**Text segment**
□ □ □ □

Groundedness uses OpenAI LLMs or Huggingface NLI to attempt to check if an answer is grounded in its supplied contexts on a scale from 1 to 10. The information overlap or entailment between source and response is then measured, choosing the highest score between sources and then averaged and scaled from 0 to 1.
This evaluates if the language of the prompt and response match.
Language match is currently only available to use with HuggingFace as the model provider. This feedback function returns a score in the range from 0 to 1, where 1 indicates match and 0 indicates mismatch.
This evaluates the toxicity of the prompt or response.
Toxicity is currently only available to be used with HuggingFace, and uses a classification endpoint to return a score from 0 to 1. The feedback function is negated as not_toxicity, and returns a 1 if not toxic and a 0 if toxic.
The OpenAI Moderation API is made available for use as feedback functions. This includes hate, hate/threatening, self-harm, sexual, sexual/minors, violence, and violence/graphic. Each is negated (ex: not_hate) so that a 0 would indicate that the moderation rule is violated. These feedback functions return a score in the range 0 to 1.

□ □ □ □

**Dataset extract**
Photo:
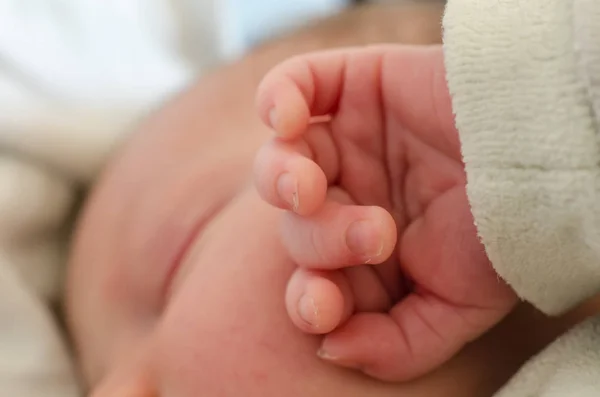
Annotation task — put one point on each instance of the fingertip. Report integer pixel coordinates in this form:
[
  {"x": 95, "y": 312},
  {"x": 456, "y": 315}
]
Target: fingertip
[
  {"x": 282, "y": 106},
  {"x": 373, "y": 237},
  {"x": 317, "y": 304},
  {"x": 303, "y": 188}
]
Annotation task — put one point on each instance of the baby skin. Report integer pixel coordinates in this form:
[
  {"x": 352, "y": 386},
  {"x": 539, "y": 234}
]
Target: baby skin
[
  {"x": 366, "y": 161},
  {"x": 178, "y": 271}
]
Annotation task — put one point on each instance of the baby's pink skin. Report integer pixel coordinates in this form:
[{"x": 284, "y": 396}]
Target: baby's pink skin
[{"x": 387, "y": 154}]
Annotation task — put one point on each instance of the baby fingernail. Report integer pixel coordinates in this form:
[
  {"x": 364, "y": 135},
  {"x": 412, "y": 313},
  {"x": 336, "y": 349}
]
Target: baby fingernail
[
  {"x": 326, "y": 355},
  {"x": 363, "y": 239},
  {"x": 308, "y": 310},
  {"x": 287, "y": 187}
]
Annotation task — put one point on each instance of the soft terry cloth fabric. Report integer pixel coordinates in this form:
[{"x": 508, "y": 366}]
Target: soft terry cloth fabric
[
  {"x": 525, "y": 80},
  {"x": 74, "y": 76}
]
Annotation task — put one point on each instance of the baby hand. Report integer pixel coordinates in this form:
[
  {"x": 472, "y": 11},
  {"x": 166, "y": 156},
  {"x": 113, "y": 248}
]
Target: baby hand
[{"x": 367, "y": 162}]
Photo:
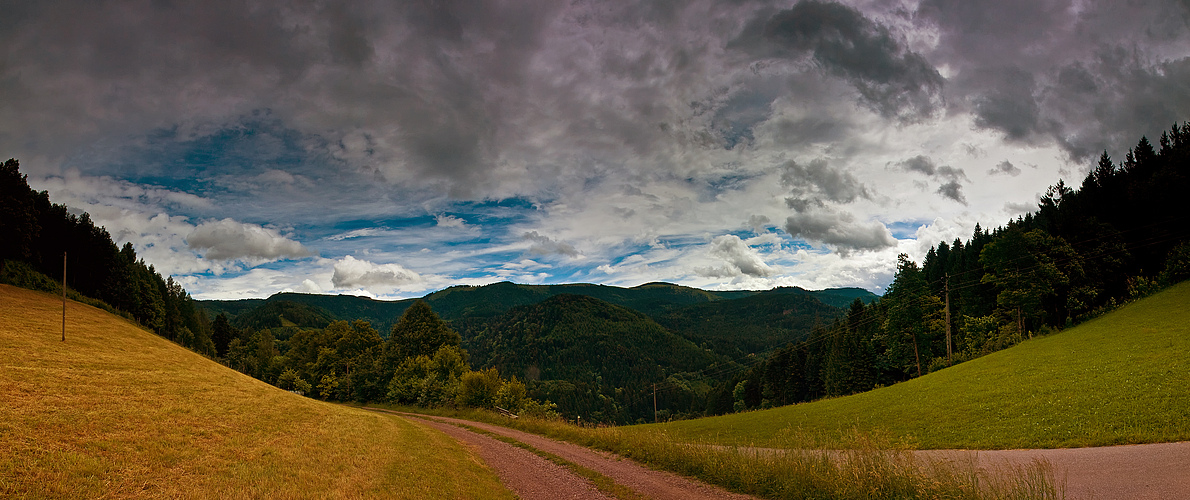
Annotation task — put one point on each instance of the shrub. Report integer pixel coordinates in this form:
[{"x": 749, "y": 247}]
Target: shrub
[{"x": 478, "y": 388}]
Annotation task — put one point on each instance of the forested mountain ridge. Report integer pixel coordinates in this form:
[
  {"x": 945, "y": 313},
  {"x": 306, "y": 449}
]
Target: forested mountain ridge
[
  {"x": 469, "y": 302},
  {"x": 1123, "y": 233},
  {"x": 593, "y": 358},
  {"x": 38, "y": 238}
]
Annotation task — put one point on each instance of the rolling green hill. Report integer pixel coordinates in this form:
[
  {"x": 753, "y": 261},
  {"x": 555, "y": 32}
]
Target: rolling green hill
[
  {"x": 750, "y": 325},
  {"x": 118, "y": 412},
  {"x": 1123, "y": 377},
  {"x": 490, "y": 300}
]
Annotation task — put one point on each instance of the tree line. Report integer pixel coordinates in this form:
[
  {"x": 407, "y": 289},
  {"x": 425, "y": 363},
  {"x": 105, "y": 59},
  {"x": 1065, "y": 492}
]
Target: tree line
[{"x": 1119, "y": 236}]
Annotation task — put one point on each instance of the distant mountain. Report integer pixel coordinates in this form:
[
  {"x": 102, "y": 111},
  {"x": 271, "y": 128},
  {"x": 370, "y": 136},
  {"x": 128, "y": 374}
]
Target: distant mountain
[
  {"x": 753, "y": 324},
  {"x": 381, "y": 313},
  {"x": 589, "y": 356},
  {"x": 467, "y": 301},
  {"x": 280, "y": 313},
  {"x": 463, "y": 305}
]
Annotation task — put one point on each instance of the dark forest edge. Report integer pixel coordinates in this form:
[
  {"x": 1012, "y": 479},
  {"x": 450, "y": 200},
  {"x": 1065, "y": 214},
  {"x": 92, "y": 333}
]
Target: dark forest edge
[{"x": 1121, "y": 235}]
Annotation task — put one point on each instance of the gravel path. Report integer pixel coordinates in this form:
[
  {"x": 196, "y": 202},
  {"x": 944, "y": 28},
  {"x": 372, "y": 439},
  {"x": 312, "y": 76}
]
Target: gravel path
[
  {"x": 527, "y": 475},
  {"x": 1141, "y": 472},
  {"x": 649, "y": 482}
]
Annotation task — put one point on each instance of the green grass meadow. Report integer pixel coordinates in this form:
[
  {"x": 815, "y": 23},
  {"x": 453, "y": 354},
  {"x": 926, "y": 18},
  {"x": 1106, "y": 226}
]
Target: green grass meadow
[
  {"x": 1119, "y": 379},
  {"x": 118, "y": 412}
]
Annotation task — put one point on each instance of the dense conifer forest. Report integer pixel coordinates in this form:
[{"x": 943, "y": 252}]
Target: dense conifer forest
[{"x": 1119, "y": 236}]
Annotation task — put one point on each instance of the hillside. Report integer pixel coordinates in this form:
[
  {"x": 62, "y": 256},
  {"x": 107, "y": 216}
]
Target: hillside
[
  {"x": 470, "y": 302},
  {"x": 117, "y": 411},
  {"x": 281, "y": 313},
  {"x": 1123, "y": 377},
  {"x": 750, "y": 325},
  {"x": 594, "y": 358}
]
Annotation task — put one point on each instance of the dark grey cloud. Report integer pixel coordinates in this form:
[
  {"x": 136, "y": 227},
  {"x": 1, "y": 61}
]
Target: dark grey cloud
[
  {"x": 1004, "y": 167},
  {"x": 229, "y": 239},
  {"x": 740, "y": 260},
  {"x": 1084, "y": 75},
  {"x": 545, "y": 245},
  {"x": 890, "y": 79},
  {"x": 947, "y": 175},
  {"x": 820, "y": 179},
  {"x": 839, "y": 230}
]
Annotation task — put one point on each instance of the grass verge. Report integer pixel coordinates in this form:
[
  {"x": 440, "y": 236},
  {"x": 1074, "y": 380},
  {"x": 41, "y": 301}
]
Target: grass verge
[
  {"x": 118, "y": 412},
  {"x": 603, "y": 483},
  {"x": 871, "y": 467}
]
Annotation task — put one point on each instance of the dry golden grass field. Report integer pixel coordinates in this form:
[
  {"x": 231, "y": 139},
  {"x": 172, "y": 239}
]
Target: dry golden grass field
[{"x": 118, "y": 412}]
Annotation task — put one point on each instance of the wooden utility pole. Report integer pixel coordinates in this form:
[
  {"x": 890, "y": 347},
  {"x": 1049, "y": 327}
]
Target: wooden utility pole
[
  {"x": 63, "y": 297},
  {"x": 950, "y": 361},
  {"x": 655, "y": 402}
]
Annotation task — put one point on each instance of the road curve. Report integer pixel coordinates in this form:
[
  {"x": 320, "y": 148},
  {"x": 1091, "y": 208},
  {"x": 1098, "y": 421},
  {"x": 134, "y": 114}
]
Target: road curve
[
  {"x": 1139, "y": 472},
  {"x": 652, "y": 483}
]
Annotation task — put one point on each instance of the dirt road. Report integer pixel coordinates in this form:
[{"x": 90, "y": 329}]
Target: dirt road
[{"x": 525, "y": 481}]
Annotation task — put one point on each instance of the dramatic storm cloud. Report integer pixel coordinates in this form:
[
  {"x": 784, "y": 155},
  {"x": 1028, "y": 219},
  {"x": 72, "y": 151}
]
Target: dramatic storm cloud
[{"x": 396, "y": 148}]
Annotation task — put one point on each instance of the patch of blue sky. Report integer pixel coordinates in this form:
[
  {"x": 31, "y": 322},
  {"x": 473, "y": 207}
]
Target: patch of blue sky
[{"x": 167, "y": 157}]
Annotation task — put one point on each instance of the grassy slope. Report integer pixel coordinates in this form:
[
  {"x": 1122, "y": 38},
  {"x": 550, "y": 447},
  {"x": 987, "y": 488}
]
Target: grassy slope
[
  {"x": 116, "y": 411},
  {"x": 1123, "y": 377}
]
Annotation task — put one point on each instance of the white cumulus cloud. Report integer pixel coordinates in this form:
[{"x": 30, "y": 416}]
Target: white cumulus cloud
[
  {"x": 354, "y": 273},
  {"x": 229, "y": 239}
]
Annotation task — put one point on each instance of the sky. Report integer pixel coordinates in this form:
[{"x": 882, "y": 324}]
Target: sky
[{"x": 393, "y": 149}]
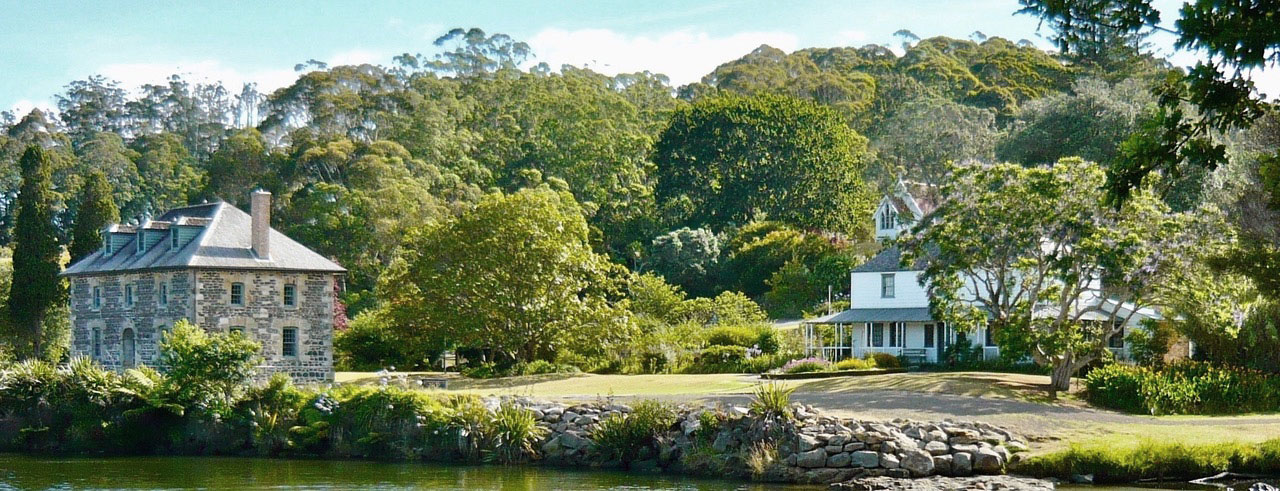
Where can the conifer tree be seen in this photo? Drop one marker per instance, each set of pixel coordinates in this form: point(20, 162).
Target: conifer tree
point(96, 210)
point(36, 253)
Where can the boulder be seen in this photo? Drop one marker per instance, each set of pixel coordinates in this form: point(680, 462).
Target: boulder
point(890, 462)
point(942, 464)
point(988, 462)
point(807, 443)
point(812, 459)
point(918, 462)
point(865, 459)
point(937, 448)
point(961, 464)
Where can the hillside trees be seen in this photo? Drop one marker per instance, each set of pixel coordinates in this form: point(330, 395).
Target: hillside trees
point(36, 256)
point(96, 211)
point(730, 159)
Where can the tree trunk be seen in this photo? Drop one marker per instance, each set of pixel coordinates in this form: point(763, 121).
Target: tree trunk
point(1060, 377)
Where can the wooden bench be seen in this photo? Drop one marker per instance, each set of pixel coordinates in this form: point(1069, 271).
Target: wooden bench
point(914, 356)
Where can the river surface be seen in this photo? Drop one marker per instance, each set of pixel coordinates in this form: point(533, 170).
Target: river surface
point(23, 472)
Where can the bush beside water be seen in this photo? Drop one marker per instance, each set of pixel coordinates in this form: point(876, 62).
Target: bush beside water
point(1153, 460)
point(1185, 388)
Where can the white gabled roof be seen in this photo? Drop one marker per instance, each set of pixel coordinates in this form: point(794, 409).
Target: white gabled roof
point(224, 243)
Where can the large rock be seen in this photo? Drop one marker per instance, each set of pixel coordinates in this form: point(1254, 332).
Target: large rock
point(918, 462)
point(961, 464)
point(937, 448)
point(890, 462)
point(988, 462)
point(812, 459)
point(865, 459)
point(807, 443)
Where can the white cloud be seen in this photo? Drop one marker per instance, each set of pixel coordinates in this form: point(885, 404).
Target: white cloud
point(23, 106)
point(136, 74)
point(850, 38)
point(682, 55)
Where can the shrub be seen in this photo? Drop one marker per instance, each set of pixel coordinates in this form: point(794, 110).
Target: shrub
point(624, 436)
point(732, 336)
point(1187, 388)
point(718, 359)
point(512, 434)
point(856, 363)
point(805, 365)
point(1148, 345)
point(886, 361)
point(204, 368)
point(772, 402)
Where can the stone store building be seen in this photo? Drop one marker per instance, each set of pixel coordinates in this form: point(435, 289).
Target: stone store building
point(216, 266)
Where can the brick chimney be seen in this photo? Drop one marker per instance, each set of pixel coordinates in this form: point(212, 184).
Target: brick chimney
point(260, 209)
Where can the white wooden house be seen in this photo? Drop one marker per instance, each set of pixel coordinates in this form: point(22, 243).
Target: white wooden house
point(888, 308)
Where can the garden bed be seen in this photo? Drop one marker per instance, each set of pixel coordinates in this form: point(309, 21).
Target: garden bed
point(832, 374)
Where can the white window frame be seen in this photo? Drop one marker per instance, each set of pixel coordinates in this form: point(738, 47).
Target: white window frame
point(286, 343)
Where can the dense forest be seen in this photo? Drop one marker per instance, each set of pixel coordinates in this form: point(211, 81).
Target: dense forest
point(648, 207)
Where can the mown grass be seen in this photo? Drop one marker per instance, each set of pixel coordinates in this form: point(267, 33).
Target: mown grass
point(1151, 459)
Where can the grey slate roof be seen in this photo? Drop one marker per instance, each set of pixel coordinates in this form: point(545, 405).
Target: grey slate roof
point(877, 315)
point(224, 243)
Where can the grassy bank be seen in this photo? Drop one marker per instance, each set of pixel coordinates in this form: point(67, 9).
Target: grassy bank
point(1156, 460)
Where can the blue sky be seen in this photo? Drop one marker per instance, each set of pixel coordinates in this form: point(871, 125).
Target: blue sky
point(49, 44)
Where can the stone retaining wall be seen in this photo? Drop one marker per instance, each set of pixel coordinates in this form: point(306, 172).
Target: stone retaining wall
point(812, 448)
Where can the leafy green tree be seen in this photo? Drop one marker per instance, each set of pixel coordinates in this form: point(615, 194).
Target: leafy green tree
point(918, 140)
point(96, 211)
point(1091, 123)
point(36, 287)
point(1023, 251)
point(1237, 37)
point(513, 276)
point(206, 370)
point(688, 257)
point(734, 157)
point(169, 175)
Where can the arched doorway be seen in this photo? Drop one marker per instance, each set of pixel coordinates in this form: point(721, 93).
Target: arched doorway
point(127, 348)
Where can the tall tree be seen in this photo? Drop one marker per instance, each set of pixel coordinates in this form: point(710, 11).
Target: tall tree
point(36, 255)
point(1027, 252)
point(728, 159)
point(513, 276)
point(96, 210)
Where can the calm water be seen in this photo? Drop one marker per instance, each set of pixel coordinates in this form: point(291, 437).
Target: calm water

□ □ □ □

**Task to carry out**
Please write out the feedback-function text above verbatim, starting at "This evaluates if" and ending at "0 indicates mismatch.".

**Answer for the task**
This evaluates if the language of the prompt and response match.
Language match is currently only available to use with HuggingFace as the model provider. This feedback function returns a score in the range from 0 to 1, where 1 indicates match and 0 indicates mismatch.